To overcome such limitations, active research is underway on metalenses based on meta-optics that can be applied to image sensors.

SUMMARY

Various embodiments of the disclosed technology relate to an image sensing device capable of ameliorating degradation of quantum efficiency (QE) due to oblique incident light.

In an embodiment of the disclosed technology, an image sensing device may include a semiconductor substrate including photoelectric conversion elements configured to generate photocharges by converting incident light; and a metalens layer disposed over the semiconductor substrate, and configured to separate incident light into light components of different colors based on wavelength and to converge the separated light components onto corresponding photoelectric conversion elements. The metalens layer may include: a first metalens layer including first nano-structures and a first air layer disposed between the first nano-structures; a second metalens layer including second nano-structures and a second air layer disposed between the second nano-structures, wherein at least a portion of each of the second nano-structures is disposed on a corresponding first nano structure of the first nano structures; and a support layer disposed over the first air layer in a space between adjacent first nano-structures of the first nano-structures.

=-=-=-=-=

*Actions to take*
A. Transcribe part of the passage on the image sensing device word for word. Begin at the words "To overcome such" and stop after "oblique incident light.".
B. Go on with the passage about the metalens image sensing device, picking up after its last sentence.

*Provided data*
=-=-=-=-=

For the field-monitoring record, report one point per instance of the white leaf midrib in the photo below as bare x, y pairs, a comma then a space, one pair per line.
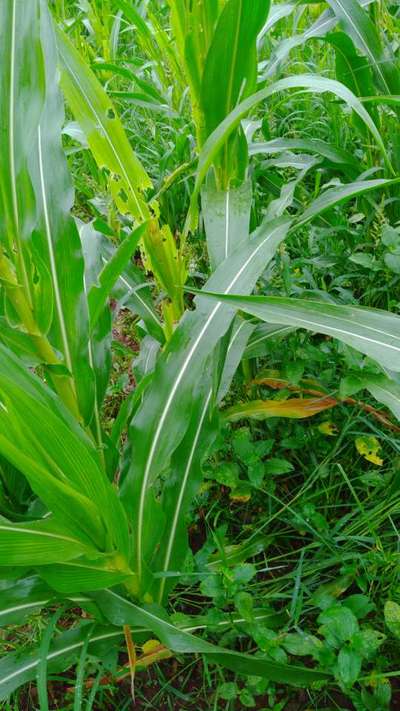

=-=-=-=-=

*Response list*
A.
To overcome such limitations, active research is underway on metalenses based on meta-optics that can be applied to image sensors.

SUMMARY

Various embodiments of the disclosed technology relate to an image sensing device capable of ameliorating degradation of quantum efficiency (QE) due to oblique incident light.

B.
In another embodiment of the disclosed technology, an image sensing device may include a semiconductor substrate including photoelectric conversion elements configured to generate photocharges by converting incident light; a plurality of first nano-structures disposed over the semiconductor substrate; a first air layer disposed between adjacent first nano-structures of the plurality of first nano-structures; a support layer disposed between the first nano-structures such that at least a portion of the adjacent first nano-structures are exposed; a plurality of second nano-structures disposed over the first nano-structures; and a second air layer disposed between the second nano-structures.

It is to be understood that both the foregoing general description and the following detailed description of the disclosed technology are illustrative and explanatory and are intended to provide further explanation of the disclosure as claimed.

BRIEF DESCRIPTION OF THE DRAWINGS

The above and other features and beneficial aspects of the disclosed technology will become readily apparent with reference to the following detailed description when considered in conjunction with the accompanying drawings.

FIG. 1 is a block diagram illustrating an example of an image sensing device based on some embodiments of the disclosed technology.

FIG. 2 is a schematic diagram illustrating an example structure of a metalens layer formed in a central portion of a pixel region shown in FIG. 1 based on some embodiments of the disclosed technology.

FIG. 3 is a schematic diagram illustrating an example structure of a metalens layer formed in an edge portion in the pixel region shown in FIG. 1 based on some embodiments of the disclosed technology.

FIGS. 4 to 14 are cross-sectional views illustrating example methods for forming the structure of FIG. 2 based on some embodiments of the disclosed technology.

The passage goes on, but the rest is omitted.